WHAT NEEDS TO BE DONE
In the passage on gardens and home value, what amount do other sites suggest a well-maintained garden can add?

SUPPLIED TEXT
>>
On top of that, every website seems to have a different take on the figures. For example, on sfgate.com, the sister website of The San Fransisco Chronicle they say:
“This advantage ranges from 5.5 percent to 12.7 percent depending on the type of landscaping and the home’s original value. That translates into an extra $16,500 to $38,100 in value on a $300,000 home.”
Meanwhile, other sites suggested that a “well-maintained garden” can add anything from $3,000 to $45,000.
But Guess What
There are so many variables involved it is almost impossible to pin down precisely how much value, in dollars, a garden adds to a home, so, on this occasion, we aren’t going to concentrate on dollars spent vs. value added. Instead, this post focuses purely on gardening tips when selling a home, which results in a garden that is cleaner, brighter and more appealing to the average buyer. Period.
<<
STORED RECORDS
>>
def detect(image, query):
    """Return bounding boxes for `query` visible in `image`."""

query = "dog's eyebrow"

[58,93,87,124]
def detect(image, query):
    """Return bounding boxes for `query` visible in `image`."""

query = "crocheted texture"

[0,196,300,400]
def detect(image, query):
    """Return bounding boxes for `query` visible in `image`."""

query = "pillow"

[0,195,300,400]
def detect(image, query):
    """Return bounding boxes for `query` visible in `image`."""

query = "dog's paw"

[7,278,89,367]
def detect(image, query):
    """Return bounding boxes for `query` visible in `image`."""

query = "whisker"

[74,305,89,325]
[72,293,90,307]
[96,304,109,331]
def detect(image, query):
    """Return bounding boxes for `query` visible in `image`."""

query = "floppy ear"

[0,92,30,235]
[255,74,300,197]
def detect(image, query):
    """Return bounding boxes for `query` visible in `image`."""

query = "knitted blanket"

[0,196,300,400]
<<
TASK ANSWER
Anything from $3,000 to $45,000.